▶ _Required work_
Of all the lines below, return only those starting with the line holding "positive clicks: (190, 500)" and going on through the line holding "positive clicks: (219, 548)", exactly as written.

▶ _Input_
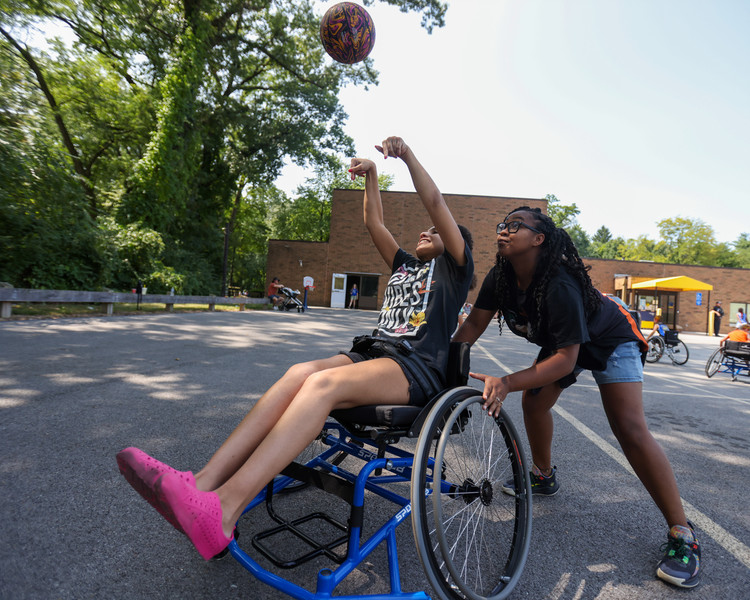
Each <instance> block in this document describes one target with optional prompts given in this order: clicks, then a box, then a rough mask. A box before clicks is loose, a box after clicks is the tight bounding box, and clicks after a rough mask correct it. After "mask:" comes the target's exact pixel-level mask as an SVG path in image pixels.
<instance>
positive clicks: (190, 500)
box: [156, 473, 233, 560]
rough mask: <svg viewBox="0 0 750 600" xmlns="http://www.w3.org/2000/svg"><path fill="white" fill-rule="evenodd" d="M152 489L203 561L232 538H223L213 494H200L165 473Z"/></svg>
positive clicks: (219, 548)
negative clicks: (187, 537)
mask: <svg viewBox="0 0 750 600" xmlns="http://www.w3.org/2000/svg"><path fill="white" fill-rule="evenodd" d="M156 487H157V493H158V495H159V497H160V498H162V499H163V501H164V502H165V503H166V504H167V505H168V506H169V507H170V509H171V511H172V513H173V514H174V516H175V517H176V518H177V521H178V522H179V524H180V526H181V527H182V530H183V531H184V532H185V535H186V536H188V539H189V540H190V541H191V542H193V545H194V546H195V549H196V550H198V552H199V553H200V555H201V556H202V557H203V558H204V559H206V560H211V559H212V558H213V557H215V556H216V555H218V554H219V553H220V552H221V551H222V550H224V549H225V548H226V547H227V546H228V545H229V542H231V541H232V538H233V536H231V535H230V536H229V537H227V536H225V535H224V530H223V528H222V524H221V516H222V512H221V501H220V500H219V495H218V494H217V493H216V492H202V491H200V490H198V489H196V488H195V487H193V486H191V485H188V483H187V482H185V480H184V479H182V478H181V477H180V476H179V475H176V474H174V473H165V474H164V475H163V476H162V477H161V478H160V479H159V480H158V481H157V483H156Z"/></svg>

▶ _Solved exercise_
positive clicks: (190, 500)
box: [156, 473, 233, 560]
rough mask: <svg viewBox="0 0 750 600" xmlns="http://www.w3.org/2000/svg"><path fill="white" fill-rule="evenodd" d="M152 489L203 561L232 538H223L213 494H200L165 473Z"/></svg>
positive clicks: (219, 548)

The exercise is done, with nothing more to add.